本文:
横浜市民ギャラリーあざみ野で、2月26日(日)まで潮田登久子写真展「永遠のレッスン Lifelong Learning」が開催中だ(入場無料)。潮田登久子は昨年1月にtorch pressから出版された2冊組写真集『マイハズバンド』(同名の展覧会は写真ギャラリーPGIで開催)の国内外での高評価が記憶に新しい。例年11月に催される国際的なフォトブックアワード、Paris Photo–Aperture PhotoBook Awardsで審査員特別賞(Jurors’ Special Mention)を受賞し、アレック・ソスが毎年選ぶ「ベスト写真集」にも取り上げられた。日本では各地の書店で大ヒットし、世代や国境を超えて、幅広い層から支持される人気作家であることを知らしめた。
文=ヒントン 実結枝
横浜市民ギャラリーあざみ野が半世紀以上のキャリアを持ち、いままさに注目の作家、潮田登久子の個展を構想したのは、意欲的であるといえる。横浜市民ギャラリーあざみ野では2011年から、「あざみ野フォト・アニュアル」と題して、現代の写真表現と横浜市所蔵の歴史的カメラ・写真コレクションを二本立てで毎年展示している。写真のさまざまな面に技術史から光をあてるのと並行して現代写真家が生み出した表現の動向をとらえ、写真展のなかで紹介するという挑戦を続けてきたことは特筆に値するだろう。
20を超える個展と7冊もの単著写真集を刊行したベテランでありながら、「永遠のレッスン」というタイトルは、控えめなように聞こえるが、そこには東京で生まれ育った江戸っ子の潮田らしいおおらかな懐の深さが伺える。多くの代表作が展示されるなか、「回顧展」という枠組みにはすんなり収まりきらない印象もある。
本展の構成は、基本的に写真集の刊行年順に「冷蔵庫」「みすず書房旧社屋」「先生のアトリエ」「本の景色 BIBLIOTHECA」そして「マイハズバンド」へと続く流れになっている。その上で、潮田は自身の作品を大胆に再編成し、これまでの作品のなかに新しい見せ場を作り出している。そうすることで、単に「写真集」と「写真展」との差異を超えた理解を示唆しているようだ。さらに初期ビンテージプリントのシリーズ「街へ」が加わり、潮田の原点から改めて振り返る好機会となっている。
特に「冷蔵庫」シリーズは壮観だ。会場に足を踏み入れると、壁一面を覆い尽くすおびただしい冷蔵庫。10年超にわたり日本中の冷蔵庫を記録した本作は、1996年の出版以降、言わずと知れた名作として写真愛好家の間で語り継がれてきた。本展では、個々の冷蔵庫の写真がグリッド状に展示されている。その総体は優れたアーカイブとしても機能し、冷蔵庫の内外に見られる当時の物質文化が前面に出ている。

提供データ:
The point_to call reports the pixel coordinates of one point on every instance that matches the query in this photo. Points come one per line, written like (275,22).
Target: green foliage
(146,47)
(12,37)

作業指示:
A. 本文から、「20を超える個展と7冊もの単」という語句を含む部分で始まり「の物質文化が前面に出ている。」で終わる箇所を、一字も変えずに書き写してください。
B. 次の(i)〜(iii)がそれぞれ本文の内容と合っているかを「はい」か「いいえ」で答え、判断の根拠となる本文の語句をそのまま引用してください。
(i) 写真集『マイハズバンド』はtorch pressから出版された。
(ii) 「あざみ野フォト・アニュアル」は2015年に始まった。
(iii) 本展の「冷蔵庫」シリーズでは、写真が一列に並べて展示されている。
C. 本文によれば、本展が潮田の原点から改めて振り返る好機会となっているのはなぜか、1〜3文で説明してください。

解答一覧:
A.
20を超える個展と7冊もの単著写真集を刊行したベテランでありながら、「永遠のレッスン」というタイトルは、控えめなように聞こえるが、そこには東京で生まれ育った江戸っ子の潮田らしいおおらかな懐の深さが伺える。多くの代表作が展示されるなか、「回顧展」という枠組みにはすんなり収まりきらない印象もある。
本展の構成は、基本的に写真集の刊行年順に「冷蔵庫」「みすず書房旧社屋」「先生のアトリエ」「本の景色 BIBLIOTHECA」そして「マイハズバンド」へと続く流れになっている。その上で、潮田は自身の作品を大胆に再編成し、これまでの作品のなかに新しい見せ場を作り出している。そうすることで、単に「写真集」と「写真展」との差異を超えた理解を示唆しているようだ。さらに初期ビンテージプリントのシリーズ「街へ」が加わり、潮田の原点から改めて振り返る好機会となっている。
特に「冷蔵庫」シリーズは壮観だ。会場に足を踏み入れると、壁一面を覆い尽くすおびただしい冷蔵庫。10年超にわたり日本中の冷蔵庫を記録した本作は、1996年の出版以降、言わずと知れた名作として写真愛好家の間で語り継がれてきた。本展では、個々の冷蔵庫の写真がグリッド状に展示されている。その総体は優れたアーカイブとしても機能し、冷蔵庫の内外に見られる当時の物質文化が前面に出ている。

B.
(i) はい：「昨年1月にtorch pressから出版された2冊組写真集『マイハズバンド』」
(ii) いいえ：「2011年から、「あざみ野フォト・アニュアル」と題して」
(iii) いいえ：「個々の冷蔵庫の写真がグリッド状に展示されている」

C. 初期ビンテージプリントのシリーズ「街へ」が展示に加わっているからである。